(Data items)
----------------

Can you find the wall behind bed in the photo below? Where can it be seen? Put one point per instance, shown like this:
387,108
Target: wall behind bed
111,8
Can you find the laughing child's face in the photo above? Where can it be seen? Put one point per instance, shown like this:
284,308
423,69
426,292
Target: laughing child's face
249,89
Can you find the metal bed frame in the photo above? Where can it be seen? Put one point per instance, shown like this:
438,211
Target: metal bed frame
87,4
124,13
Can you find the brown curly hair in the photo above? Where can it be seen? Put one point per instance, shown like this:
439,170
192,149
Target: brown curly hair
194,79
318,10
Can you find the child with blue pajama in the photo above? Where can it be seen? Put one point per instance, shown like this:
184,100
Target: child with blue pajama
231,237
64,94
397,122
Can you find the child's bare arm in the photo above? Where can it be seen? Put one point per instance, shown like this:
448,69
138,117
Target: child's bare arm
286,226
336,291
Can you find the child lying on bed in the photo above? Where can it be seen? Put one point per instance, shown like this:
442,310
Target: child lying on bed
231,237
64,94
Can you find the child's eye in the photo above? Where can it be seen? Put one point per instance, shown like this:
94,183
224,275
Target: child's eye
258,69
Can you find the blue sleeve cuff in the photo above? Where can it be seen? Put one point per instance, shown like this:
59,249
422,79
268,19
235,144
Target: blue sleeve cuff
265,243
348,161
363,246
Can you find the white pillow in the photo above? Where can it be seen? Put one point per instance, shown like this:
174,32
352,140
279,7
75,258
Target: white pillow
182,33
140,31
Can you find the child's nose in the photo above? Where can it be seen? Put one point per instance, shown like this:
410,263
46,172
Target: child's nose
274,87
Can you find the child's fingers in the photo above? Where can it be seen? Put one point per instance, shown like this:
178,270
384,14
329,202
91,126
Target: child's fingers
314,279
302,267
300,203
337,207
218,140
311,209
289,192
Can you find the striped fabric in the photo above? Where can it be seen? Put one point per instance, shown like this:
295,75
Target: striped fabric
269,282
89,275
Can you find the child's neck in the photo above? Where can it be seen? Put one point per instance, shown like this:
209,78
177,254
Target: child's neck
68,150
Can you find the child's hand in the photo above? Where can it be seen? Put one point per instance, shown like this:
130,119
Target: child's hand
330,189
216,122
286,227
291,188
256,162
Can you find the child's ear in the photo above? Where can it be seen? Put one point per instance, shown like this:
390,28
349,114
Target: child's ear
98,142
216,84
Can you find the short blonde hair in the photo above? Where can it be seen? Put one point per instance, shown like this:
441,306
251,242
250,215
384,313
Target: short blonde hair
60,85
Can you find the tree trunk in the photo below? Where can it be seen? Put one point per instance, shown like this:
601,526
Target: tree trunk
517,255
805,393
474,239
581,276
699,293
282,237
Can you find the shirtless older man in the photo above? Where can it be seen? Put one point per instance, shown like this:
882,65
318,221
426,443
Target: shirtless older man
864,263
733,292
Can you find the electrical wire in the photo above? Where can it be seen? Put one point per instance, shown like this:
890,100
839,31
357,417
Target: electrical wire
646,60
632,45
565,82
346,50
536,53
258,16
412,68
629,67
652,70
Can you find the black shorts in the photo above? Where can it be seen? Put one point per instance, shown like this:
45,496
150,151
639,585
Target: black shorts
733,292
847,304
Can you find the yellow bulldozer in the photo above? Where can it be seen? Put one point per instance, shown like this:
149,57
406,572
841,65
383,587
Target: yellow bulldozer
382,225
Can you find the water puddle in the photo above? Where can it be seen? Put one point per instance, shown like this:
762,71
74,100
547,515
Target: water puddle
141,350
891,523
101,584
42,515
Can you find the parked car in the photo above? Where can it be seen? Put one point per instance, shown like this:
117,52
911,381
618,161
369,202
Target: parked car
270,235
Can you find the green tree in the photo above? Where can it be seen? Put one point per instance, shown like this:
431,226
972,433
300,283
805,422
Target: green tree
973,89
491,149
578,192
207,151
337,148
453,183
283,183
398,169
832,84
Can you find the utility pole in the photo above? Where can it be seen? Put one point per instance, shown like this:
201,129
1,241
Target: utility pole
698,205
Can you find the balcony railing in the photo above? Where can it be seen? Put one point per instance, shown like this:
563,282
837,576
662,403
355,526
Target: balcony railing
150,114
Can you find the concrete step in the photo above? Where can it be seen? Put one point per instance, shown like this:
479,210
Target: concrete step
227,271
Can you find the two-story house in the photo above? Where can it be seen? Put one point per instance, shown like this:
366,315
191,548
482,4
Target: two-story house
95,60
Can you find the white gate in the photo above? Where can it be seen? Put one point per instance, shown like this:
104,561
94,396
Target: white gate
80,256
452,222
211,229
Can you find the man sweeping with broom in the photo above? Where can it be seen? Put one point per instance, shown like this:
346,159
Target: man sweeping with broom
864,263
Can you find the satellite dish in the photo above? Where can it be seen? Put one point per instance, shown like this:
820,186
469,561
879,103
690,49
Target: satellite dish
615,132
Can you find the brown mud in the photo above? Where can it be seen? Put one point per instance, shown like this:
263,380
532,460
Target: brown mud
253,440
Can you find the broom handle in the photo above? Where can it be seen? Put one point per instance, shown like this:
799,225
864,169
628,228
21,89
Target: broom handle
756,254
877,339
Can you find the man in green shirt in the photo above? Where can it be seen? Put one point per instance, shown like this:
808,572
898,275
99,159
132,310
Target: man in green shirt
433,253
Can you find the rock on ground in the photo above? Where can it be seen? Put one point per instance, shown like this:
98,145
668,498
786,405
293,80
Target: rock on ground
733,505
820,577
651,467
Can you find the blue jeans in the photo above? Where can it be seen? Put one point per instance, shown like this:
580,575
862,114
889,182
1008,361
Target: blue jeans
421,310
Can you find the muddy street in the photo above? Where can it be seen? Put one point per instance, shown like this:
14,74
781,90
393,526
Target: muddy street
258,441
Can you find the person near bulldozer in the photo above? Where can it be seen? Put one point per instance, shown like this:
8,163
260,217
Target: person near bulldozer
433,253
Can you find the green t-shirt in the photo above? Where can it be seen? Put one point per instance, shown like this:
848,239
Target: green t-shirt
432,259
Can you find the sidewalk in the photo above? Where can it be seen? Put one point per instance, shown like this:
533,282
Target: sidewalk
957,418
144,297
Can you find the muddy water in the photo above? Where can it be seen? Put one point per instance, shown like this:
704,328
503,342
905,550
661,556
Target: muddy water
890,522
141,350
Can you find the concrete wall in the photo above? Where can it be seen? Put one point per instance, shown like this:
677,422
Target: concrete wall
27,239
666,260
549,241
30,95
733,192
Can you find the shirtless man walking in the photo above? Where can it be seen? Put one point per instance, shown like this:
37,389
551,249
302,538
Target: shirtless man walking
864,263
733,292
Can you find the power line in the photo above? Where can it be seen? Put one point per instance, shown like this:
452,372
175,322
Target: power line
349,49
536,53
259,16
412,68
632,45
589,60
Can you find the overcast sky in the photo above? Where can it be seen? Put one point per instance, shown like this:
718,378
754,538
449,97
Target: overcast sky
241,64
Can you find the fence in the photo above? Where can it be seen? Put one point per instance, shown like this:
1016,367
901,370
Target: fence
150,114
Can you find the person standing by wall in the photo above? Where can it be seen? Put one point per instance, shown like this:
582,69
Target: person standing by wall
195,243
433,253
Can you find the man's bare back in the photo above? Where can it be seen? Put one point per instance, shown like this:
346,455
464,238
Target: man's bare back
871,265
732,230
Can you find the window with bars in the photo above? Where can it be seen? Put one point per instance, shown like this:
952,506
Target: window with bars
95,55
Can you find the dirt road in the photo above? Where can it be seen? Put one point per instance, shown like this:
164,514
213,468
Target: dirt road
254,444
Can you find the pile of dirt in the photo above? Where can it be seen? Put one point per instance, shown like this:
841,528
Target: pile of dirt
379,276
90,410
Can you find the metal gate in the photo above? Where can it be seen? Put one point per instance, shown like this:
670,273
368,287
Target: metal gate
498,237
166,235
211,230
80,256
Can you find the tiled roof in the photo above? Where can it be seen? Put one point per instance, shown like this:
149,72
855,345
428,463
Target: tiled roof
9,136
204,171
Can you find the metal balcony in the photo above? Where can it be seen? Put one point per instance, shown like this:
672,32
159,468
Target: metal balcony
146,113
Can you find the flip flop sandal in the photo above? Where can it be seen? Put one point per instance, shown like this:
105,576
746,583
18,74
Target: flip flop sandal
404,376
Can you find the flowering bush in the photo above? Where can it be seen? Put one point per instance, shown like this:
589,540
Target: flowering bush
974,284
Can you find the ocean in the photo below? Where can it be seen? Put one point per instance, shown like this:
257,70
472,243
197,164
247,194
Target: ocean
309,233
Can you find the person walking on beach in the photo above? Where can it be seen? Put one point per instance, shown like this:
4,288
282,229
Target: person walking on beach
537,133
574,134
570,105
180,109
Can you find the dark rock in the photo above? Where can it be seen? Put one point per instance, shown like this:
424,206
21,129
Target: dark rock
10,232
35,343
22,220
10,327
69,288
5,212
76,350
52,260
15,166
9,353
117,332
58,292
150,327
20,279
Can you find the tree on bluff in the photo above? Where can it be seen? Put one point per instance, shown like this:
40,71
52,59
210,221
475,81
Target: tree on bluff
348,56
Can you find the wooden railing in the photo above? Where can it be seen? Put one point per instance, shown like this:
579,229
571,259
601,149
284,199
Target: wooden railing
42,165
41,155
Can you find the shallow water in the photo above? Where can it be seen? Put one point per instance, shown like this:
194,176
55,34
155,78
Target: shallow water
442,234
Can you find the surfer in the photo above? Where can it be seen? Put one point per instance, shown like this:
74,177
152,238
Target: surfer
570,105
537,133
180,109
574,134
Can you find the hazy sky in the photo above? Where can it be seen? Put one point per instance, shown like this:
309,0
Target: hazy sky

----------------

__Problem requirements__
Report how many lines above hold "below", number only.

__Solution for this task__
3